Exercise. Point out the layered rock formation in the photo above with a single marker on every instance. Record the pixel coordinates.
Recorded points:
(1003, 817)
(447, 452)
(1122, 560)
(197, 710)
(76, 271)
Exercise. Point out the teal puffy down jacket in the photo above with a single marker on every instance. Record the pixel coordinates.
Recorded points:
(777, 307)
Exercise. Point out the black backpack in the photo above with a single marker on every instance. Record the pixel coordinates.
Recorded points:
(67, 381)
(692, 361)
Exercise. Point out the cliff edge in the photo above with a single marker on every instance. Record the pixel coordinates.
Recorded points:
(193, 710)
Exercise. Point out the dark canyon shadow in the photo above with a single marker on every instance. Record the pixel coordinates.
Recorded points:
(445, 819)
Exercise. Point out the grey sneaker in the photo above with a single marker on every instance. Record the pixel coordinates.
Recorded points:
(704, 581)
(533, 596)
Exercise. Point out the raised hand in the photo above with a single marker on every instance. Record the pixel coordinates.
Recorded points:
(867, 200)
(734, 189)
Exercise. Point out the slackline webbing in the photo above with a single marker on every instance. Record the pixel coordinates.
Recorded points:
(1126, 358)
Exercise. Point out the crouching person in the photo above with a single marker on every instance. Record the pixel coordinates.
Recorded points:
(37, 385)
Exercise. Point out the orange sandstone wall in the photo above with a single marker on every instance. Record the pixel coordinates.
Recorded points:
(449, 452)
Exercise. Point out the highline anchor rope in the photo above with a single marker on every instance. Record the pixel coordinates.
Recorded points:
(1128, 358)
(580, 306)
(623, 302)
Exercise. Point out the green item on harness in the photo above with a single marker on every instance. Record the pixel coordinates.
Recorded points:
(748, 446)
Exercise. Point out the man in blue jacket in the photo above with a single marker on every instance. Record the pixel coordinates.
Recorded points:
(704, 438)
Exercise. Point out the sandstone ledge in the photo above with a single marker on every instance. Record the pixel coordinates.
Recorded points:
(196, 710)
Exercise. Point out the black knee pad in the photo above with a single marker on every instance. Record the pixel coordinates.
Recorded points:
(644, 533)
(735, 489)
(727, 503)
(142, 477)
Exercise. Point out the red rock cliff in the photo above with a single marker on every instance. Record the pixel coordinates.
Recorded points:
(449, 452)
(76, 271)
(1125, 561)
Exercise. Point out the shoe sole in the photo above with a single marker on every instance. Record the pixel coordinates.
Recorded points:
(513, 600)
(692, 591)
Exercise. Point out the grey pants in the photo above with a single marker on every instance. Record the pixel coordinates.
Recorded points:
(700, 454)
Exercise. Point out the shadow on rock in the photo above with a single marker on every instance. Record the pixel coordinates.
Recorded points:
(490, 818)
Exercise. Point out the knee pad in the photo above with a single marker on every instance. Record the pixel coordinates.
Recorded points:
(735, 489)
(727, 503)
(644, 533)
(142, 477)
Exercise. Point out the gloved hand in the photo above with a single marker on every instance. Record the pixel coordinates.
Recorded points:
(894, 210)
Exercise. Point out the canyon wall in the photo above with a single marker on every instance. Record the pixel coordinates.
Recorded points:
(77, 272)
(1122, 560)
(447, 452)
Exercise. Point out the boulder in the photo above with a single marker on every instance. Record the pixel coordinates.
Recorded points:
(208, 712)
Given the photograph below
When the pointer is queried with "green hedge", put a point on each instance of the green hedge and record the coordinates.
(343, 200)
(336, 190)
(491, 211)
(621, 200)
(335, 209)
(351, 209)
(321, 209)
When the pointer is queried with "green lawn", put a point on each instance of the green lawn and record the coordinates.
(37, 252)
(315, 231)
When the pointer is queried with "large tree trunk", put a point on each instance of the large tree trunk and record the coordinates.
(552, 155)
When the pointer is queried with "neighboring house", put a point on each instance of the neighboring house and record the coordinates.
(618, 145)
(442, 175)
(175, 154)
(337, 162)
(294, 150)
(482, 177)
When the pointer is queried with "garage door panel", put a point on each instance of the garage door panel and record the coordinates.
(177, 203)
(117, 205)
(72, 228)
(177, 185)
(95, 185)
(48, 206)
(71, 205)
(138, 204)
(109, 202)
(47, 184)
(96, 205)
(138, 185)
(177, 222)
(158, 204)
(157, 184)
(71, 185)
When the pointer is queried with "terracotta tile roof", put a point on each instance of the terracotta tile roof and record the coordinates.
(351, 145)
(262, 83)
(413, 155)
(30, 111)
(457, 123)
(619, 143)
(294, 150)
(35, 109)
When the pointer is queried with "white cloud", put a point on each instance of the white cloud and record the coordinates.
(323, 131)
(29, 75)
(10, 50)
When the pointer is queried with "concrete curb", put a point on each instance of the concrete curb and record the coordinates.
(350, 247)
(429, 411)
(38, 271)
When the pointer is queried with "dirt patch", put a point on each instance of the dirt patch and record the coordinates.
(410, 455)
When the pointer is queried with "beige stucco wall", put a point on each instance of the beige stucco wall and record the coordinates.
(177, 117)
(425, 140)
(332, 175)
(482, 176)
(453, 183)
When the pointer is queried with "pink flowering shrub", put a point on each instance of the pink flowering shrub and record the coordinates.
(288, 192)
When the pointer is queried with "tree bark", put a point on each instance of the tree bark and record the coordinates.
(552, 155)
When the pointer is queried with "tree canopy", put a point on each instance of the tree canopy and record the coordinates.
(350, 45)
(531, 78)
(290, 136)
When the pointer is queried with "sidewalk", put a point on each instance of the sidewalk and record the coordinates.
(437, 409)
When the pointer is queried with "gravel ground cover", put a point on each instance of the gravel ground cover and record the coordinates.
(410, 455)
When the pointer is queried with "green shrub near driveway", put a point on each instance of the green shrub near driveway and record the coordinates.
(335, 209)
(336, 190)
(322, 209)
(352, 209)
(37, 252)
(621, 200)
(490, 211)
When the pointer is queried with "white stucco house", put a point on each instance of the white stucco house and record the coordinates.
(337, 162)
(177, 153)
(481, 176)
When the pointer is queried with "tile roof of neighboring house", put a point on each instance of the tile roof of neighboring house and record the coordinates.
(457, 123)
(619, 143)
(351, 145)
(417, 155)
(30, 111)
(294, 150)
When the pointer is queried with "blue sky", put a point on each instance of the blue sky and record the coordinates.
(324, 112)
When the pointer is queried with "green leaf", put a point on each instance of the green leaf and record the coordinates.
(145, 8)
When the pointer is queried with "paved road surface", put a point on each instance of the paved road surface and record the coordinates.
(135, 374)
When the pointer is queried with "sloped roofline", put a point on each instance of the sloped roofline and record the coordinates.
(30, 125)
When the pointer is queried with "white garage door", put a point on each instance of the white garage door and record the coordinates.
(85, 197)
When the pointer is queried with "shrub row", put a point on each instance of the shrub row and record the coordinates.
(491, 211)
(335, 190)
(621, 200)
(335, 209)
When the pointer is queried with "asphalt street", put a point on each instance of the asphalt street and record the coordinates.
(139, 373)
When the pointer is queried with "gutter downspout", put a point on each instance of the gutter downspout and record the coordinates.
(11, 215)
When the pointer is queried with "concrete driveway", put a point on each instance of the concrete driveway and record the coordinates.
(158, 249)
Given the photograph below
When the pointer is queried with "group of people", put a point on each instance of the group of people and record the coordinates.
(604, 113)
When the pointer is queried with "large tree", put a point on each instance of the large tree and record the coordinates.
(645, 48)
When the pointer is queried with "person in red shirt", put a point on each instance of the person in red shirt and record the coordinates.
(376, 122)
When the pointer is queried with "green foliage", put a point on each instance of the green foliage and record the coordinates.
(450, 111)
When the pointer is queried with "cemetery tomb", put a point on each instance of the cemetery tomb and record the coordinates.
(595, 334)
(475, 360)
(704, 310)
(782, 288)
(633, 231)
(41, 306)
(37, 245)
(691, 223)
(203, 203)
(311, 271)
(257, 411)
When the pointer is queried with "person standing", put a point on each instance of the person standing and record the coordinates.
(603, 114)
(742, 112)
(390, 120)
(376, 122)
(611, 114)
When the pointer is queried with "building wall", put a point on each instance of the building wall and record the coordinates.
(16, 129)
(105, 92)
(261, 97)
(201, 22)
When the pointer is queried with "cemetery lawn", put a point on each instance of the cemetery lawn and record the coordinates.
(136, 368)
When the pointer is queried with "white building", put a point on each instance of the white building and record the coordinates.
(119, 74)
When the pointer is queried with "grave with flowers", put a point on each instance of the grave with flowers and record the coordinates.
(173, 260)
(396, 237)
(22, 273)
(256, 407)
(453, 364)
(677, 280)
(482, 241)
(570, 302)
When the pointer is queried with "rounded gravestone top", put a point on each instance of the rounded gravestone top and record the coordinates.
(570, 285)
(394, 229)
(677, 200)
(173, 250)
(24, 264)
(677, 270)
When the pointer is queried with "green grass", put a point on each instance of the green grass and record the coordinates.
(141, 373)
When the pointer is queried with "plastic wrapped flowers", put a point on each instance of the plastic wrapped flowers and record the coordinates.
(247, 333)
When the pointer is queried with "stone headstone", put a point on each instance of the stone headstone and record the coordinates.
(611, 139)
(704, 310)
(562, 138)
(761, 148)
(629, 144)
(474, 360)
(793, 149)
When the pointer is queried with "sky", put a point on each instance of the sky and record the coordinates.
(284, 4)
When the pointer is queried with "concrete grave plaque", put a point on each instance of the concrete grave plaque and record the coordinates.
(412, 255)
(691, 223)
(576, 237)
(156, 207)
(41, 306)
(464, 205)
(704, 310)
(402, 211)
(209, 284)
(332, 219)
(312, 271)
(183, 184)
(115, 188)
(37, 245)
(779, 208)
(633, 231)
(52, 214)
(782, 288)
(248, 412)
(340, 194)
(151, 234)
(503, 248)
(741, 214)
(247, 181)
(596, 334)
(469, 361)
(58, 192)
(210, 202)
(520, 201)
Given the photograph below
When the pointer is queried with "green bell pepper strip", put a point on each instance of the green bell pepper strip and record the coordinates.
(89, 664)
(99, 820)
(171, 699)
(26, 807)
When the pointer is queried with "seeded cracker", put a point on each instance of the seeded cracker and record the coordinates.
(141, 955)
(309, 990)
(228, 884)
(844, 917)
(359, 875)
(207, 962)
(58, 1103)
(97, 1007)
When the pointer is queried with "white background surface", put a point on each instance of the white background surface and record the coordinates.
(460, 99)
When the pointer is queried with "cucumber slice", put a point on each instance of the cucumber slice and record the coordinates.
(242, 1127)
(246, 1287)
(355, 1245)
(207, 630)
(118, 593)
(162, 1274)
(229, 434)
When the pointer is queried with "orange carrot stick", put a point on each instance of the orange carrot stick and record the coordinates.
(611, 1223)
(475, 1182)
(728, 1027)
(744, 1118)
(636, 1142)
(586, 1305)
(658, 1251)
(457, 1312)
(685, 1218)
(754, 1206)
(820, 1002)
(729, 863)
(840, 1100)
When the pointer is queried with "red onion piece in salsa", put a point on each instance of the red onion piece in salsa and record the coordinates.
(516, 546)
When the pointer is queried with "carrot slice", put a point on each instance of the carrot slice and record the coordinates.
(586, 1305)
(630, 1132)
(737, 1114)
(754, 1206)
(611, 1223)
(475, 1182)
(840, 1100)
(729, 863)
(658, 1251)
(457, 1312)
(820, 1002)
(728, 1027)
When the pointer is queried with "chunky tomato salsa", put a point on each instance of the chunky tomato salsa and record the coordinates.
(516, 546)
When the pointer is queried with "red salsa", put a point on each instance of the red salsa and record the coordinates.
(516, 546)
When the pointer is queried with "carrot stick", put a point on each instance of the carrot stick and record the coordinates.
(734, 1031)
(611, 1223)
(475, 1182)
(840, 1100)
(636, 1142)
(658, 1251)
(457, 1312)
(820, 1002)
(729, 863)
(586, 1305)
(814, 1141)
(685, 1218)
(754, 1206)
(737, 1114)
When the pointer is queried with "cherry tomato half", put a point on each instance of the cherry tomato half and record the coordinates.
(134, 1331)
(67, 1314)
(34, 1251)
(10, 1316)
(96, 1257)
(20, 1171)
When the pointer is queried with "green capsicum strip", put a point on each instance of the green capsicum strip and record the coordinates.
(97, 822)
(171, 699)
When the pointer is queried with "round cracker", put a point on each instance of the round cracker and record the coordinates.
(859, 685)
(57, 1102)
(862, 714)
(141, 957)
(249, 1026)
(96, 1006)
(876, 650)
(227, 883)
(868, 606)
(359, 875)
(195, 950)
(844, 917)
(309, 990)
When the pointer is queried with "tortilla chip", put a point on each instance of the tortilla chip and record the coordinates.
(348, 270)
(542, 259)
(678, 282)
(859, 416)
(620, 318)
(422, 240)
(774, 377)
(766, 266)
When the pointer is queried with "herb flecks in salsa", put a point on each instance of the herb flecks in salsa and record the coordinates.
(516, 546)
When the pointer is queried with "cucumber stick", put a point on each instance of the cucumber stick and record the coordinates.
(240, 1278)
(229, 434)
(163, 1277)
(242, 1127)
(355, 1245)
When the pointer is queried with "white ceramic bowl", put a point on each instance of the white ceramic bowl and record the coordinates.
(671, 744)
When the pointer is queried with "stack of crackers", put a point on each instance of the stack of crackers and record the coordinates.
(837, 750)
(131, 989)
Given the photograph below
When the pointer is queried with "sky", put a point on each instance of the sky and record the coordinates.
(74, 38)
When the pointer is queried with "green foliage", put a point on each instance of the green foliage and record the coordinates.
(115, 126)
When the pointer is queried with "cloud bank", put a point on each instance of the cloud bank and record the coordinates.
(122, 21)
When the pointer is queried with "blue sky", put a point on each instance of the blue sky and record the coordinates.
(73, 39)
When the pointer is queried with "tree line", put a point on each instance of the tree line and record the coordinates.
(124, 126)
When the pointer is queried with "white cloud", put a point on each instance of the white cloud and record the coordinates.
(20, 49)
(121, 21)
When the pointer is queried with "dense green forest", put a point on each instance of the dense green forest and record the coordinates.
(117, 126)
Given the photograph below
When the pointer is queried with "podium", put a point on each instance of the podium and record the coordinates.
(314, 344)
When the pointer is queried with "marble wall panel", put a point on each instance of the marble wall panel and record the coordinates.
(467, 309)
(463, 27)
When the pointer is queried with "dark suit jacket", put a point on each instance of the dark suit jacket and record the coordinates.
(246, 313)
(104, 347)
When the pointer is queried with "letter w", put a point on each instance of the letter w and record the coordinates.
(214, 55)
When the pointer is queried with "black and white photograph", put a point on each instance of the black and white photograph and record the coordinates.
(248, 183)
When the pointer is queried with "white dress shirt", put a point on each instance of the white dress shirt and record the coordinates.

┄┄┄┄┄┄┄┄┄┄┄┄┄┄┄┄┄┄┄┄

§ **Exercise requirements**
Find the line that contains "bank and record the coordinates." in the listing above. Retype it and every line after it up to the last, exactly, and nothing else.

§ **Written solution**
When the pointer is queried with "cloud bank", put a point on each instance of the cloud bank and record the coordinates.
(122, 21)
When the pointer is queried with "blue sky", put a point on each instance of the blue sky and record the coordinates.
(73, 39)
When the pointer is queried with "tree line", put a point on each instance of the tree line and record the coordinates.
(124, 126)
When the pointer is queried with "white cloud", put a point on each instance of the white cloud and record the coordinates.
(20, 49)
(121, 21)
When the pointer is queried with "dense green forest", put a point on each instance of the dense green forest and record the coordinates.
(117, 126)
Given the photograph below
When the pointer is queried with "podium", put a point on each instance of the podium and record the coordinates.
(314, 344)
When the pointer is queried with "marble wall panel", put a point on each instance of the marble wall panel and record the coordinates.
(467, 309)
(463, 27)
When the pointer is queried with "dark suit jacket", put a point on each instance of the dark suit jacket and record the coordinates.
(246, 313)
(104, 347)
When the pointer is queried with "letter w", put a point on each instance of the letter w and record the coordinates.
(214, 55)
When the pointer is queried with "black and white photograph", put a point on each instance of the black and white photograph and record the coordinates.
(248, 183)
When the pointer is queried with "white dress shirt", put a point on each instance of the white dress shirt and record the coordinates.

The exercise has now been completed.